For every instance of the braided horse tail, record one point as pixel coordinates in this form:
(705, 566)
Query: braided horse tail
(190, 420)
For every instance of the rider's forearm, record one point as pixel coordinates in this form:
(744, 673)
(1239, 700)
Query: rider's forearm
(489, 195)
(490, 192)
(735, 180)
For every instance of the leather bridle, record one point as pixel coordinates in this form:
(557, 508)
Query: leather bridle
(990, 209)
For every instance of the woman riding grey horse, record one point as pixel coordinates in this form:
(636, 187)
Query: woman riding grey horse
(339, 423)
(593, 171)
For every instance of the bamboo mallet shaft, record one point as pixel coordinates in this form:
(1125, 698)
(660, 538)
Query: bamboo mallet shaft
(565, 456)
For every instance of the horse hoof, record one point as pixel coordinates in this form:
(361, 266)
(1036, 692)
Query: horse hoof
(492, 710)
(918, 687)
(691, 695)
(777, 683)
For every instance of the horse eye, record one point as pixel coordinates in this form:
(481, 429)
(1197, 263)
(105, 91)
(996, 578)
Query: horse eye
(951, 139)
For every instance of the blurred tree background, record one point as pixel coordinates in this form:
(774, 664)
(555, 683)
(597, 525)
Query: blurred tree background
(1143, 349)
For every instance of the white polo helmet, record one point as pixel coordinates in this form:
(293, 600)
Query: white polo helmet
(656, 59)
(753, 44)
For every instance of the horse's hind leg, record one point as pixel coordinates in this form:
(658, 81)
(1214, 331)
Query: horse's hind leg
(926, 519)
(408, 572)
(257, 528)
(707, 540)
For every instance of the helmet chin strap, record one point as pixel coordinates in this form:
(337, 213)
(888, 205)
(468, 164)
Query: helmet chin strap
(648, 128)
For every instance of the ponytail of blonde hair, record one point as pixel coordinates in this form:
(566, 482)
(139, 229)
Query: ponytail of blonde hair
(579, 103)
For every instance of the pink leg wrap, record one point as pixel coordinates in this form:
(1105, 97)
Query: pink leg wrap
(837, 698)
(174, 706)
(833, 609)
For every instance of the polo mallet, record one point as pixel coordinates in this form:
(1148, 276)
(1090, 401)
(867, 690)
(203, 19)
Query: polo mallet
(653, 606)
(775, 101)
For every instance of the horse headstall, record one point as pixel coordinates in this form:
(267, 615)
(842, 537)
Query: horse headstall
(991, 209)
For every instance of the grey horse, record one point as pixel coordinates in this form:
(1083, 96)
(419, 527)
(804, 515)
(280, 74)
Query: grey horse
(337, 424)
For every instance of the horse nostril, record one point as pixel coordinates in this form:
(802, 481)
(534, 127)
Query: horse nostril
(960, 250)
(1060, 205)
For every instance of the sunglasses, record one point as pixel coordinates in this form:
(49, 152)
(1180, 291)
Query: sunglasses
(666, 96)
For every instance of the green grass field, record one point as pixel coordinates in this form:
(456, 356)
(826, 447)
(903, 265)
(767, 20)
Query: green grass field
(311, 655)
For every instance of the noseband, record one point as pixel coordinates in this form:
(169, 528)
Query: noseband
+++++
Task description: Output the full listing again with nothing altered.

Solved problem:
For every instance of the braided horse tail, record one point as pixel coordinates in this form:
(705, 566)
Query: braided horse tail
(190, 420)
For every instance of the rider's forearm, record one point as pixel coordinates in this form:
(744, 673)
(1239, 700)
Query: rider's forearm
(489, 195)
(490, 192)
(735, 180)
For every instance of the leather bridle, record one point as pixel coordinates in this form:
(557, 508)
Query: leather bridle
(990, 209)
For every instance of the woman riding grey horse, record one point as pixel coordinates in this form:
(636, 187)
Query: woman riding grey horse
(339, 423)
(593, 171)
For every instance of the bamboo mallet shaft, record one point as pixel coordinates in this form:
(1125, 698)
(660, 538)
Query: bamboo mallet shaft
(565, 456)
For every instance of the horse hoof, record one point as pixel coordinates in this form:
(361, 266)
(1036, 692)
Query: horse hoof
(492, 710)
(918, 687)
(691, 695)
(777, 683)
For every instance of the horse eye, record one point as pixel coordinates in this form:
(481, 429)
(1197, 263)
(105, 91)
(996, 578)
Query: horse eye
(951, 139)
For every instance of the blurred tree background, record one point as pixel coordinates in this form:
(774, 664)
(555, 683)
(597, 525)
Query: blurred tree background
(1143, 349)
For every instance of the white polo helmet, record one point as pixel coordinates in this form:
(293, 600)
Query: white polo helmet
(656, 59)
(753, 44)
For every instance of the horse's hind leg, record one point as pixel coordinates in this form:
(658, 81)
(1214, 331)
Query: horse's hind leg
(926, 519)
(408, 572)
(257, 528)
(707, 540)
For every instance of the helmet chin strap, record one point as pixel coordinates in this form:
(337, 213)
(888, 205)
(468, 164)
Query: helmet chin strap
(648, 128)
For every instance of the ponytail of blonde hair, record one point as pixel coordinates in this form:
(566, 482)
(139, 229)
Query: ponytail of blonde hair
(579, 103)
For every instance of the pink leg wrap, record one point as pixel coordinates in this form:
(1105, 97)
Query: pink leg wrap
(837, 698)
(174, 706)
(833, 609)
For every instance of the polo mallet, record one point as pixel coordinates in this form:
(1148, 276)
(1090, 401)
(867, 690)
(203, 19)
Query: polo mallet
(653, 606)
(775, 101)
For every instance of the horse headstall, record one point as pixel coordinates in this form:
(267, 615)
(842, 537)
Query: horse headstall
(991, 209)
For every instance of the grey horse, record one point as pixel coordinates in this form:
(1083, 96)
(419, 527)
(804, 515)
(280, 74)
Query: grey horse
(337, 424)
For every instance of the horse nostril, record one point as pixel coordinates in this form:
(802, 481)
(534, 127)
Query: horse nostril
(960, 250)
(1060, 205)
For every instance of the sunglasses, record one point as pixel coordinates in this form:
(49, 152)
(1180, 291)
Query: sunglasses
(666, 96)
For every instance of the green grass field, record one point as pixel coordinates in this form:
(456, 356)
(826, 447)
(903, 265)
(767, 20)
Query: green grass field
(311, 655)
For every instance of the noseband, record one point as pixel coordinates in this form:
(169, 528)
Query: noseband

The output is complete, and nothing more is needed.